§ Exercise objective: Output, please, every line from the line that holds "Study the photograph above. For every instance of the wire" to the end, exactly as written.
^^^^^^^^
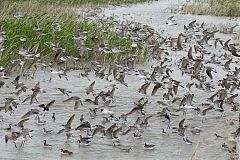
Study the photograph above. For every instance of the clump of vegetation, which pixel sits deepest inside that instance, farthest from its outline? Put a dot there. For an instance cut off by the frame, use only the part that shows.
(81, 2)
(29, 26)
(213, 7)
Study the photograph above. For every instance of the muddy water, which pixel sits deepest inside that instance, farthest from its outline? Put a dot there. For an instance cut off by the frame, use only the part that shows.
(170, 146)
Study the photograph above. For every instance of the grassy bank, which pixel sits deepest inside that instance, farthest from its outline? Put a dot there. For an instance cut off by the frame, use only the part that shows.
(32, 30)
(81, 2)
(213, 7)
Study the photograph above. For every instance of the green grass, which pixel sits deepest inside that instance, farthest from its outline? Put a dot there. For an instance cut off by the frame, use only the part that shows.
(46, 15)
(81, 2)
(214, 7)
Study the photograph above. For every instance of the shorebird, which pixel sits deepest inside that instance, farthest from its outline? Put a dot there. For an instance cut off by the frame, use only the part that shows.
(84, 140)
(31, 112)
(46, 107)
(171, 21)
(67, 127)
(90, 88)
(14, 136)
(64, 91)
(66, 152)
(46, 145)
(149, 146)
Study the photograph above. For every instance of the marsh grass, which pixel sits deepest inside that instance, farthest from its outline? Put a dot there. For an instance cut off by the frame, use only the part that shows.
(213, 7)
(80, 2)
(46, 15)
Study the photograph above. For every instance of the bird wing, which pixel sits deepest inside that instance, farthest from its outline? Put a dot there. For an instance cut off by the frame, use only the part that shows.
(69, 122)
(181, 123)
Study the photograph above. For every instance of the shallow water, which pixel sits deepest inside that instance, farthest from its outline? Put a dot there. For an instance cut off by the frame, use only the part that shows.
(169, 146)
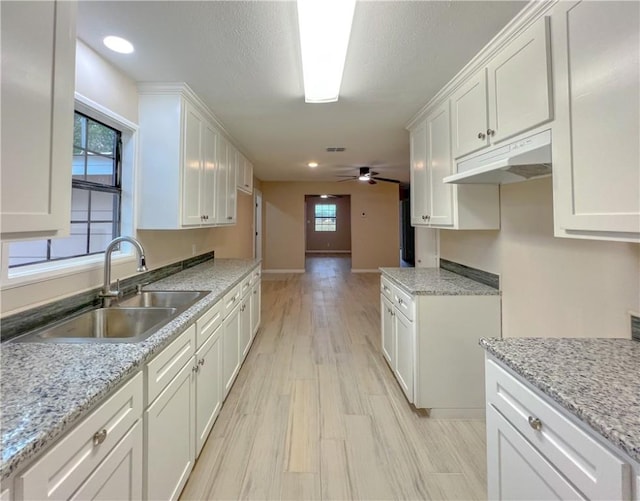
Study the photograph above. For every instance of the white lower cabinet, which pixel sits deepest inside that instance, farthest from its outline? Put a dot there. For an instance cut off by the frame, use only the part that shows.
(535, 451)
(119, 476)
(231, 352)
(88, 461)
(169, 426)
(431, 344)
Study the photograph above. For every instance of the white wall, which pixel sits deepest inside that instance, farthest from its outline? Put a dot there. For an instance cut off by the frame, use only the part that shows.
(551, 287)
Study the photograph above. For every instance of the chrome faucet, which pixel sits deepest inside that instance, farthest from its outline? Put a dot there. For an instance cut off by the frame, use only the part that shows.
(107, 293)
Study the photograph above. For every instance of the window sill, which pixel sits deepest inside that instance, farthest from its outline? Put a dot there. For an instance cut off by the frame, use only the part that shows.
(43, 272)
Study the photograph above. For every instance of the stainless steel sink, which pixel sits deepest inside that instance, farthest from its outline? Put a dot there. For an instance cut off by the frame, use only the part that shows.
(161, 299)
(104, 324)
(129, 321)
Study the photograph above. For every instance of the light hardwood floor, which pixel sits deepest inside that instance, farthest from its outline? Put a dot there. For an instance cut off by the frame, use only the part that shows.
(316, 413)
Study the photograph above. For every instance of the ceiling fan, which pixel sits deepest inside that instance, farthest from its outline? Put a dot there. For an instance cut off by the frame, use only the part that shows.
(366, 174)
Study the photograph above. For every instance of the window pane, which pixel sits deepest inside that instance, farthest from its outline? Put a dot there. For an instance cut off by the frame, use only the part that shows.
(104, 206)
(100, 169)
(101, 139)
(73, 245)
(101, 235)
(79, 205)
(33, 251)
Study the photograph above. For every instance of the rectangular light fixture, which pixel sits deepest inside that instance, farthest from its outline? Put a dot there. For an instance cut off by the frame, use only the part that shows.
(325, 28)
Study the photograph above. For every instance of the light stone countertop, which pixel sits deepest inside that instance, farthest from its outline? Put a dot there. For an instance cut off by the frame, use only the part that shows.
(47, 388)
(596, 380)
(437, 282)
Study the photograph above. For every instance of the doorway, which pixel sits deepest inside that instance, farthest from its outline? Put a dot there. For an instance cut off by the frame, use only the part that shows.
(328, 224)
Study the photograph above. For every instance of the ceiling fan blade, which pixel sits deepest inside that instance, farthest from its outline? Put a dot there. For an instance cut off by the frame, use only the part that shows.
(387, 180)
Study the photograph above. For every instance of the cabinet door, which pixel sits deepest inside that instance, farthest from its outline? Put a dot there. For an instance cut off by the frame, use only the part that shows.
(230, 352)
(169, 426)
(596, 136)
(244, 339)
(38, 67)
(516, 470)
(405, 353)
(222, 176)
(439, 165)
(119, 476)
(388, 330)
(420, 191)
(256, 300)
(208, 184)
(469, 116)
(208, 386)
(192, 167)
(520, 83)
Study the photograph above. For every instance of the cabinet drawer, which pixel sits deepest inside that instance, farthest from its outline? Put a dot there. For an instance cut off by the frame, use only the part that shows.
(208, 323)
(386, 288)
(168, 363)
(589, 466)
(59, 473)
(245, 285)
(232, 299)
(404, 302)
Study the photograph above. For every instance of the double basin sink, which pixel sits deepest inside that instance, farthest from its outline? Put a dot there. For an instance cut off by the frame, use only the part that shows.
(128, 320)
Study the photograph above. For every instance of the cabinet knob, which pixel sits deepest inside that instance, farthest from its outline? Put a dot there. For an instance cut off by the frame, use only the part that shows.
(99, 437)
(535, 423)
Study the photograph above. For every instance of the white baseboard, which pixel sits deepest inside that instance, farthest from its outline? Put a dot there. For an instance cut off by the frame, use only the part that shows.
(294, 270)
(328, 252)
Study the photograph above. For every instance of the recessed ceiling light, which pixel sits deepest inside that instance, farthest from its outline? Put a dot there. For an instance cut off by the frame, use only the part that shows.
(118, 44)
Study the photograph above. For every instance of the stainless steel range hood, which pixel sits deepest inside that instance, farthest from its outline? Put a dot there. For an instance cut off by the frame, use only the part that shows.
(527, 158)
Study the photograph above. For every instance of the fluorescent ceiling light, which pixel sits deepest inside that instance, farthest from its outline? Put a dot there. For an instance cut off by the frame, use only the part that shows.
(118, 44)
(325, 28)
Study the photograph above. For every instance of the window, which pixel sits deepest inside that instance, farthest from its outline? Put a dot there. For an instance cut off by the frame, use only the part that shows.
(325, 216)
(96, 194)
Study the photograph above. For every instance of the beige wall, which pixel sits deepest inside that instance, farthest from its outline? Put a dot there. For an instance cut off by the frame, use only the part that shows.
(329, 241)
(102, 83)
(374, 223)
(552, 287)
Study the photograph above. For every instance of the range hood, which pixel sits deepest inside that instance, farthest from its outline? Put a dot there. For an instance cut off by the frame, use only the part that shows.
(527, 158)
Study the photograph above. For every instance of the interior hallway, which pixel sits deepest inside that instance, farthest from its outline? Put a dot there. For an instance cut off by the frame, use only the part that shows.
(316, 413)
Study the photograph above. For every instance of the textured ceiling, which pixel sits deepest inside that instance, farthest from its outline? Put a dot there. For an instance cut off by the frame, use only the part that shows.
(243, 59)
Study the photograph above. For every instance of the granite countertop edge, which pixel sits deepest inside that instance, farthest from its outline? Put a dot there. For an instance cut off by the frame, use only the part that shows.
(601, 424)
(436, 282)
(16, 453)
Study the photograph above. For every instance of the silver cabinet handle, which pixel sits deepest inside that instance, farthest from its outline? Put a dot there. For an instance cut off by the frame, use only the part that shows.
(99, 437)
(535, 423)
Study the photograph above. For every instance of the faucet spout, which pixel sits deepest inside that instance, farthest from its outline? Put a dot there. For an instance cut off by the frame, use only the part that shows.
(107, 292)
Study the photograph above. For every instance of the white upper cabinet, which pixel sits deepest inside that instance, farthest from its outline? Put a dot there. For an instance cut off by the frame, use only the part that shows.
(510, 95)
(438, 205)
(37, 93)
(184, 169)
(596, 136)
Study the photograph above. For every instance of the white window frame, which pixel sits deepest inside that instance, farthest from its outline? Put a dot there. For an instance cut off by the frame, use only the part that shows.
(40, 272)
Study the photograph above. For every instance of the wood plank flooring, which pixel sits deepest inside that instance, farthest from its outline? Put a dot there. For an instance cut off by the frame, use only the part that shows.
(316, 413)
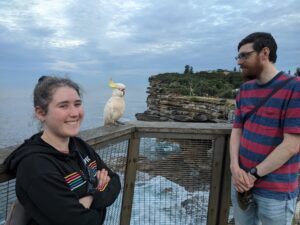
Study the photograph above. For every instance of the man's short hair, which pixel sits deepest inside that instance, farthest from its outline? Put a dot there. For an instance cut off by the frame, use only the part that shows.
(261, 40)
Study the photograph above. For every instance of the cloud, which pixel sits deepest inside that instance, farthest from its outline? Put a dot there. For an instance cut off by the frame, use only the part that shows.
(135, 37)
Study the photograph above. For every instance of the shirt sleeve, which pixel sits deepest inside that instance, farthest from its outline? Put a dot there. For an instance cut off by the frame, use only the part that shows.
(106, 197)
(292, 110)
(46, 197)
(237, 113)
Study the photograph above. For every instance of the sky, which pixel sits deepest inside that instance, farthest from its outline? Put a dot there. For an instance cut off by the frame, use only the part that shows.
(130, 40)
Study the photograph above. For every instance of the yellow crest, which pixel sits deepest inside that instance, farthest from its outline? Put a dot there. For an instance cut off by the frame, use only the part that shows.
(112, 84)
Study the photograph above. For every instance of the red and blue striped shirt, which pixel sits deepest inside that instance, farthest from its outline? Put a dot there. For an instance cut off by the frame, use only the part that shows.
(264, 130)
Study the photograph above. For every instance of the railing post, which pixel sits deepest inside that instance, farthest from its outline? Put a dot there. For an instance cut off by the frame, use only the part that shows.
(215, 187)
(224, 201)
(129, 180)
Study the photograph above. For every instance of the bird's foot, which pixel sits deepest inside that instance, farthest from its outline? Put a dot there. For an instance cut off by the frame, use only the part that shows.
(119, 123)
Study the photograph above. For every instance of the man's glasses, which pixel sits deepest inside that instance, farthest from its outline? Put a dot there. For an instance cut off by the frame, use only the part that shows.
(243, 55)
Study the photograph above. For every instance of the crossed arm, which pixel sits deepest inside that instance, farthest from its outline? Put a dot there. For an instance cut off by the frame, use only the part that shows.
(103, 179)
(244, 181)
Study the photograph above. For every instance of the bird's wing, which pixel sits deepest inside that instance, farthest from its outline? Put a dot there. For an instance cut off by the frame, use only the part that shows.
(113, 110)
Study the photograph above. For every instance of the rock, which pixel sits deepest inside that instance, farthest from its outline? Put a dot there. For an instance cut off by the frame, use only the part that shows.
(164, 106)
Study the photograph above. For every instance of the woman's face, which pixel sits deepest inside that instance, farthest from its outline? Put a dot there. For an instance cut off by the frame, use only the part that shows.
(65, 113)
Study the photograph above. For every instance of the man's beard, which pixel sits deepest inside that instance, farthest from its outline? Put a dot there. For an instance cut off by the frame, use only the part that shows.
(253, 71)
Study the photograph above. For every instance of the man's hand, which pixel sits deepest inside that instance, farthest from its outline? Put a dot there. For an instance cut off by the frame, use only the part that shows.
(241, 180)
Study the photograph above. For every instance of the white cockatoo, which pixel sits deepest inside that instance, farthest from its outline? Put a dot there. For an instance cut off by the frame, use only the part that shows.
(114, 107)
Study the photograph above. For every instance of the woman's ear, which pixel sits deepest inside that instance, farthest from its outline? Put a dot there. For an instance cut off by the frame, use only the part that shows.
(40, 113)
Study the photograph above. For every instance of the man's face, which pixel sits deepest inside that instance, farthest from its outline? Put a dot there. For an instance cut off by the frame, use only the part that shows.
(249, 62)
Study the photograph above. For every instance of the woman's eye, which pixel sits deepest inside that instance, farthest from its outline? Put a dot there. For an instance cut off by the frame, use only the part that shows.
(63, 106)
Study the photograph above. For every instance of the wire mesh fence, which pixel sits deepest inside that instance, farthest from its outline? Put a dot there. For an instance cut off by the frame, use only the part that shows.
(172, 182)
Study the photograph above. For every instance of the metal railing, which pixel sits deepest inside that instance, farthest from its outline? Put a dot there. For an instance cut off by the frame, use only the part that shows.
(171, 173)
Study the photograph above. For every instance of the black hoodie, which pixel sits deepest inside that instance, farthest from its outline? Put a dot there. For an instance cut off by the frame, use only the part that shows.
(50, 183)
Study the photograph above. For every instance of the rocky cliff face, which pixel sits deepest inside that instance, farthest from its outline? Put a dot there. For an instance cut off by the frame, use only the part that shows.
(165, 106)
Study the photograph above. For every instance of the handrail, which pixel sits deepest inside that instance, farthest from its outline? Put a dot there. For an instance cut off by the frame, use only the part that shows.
^^^^^^^^
§ Output below:
Study the photograph above. For every instance of the wire mesh fence, which pixel sits deepest inside that instance, farthest from its outline? Put a dot there. For an instance cut off by the frame, use only the part that shows.
(172, 182)
Study the photograph above. For every instance of the metal railing, which pixel sits deepest inside that instance, farthest from its outline? Put a dot there. For an instance cut off by the frame, use only the part that shows.
(171, 173)
Study the photograph above. For every instance of the black hoodie, which pixel sits deepest inside that instance, farthest from its outline? Put a dot there. For an instance cut off by the frame, use only the part that shows.
(50, 183)
Study the photograph above. For every instance of the rocky cliff face, which pixel sits deepest inside that instance, farthest from its outline? Put a dot there. For an instance cut off by the frame, use only the part that shows.
(165, 106)
Study the photograph above. For every instance of the handrail, which pixel sits deepest inside that instance, farthest from its outline? Put a dot there. For an instance cut off by the frame, use only the part that shows.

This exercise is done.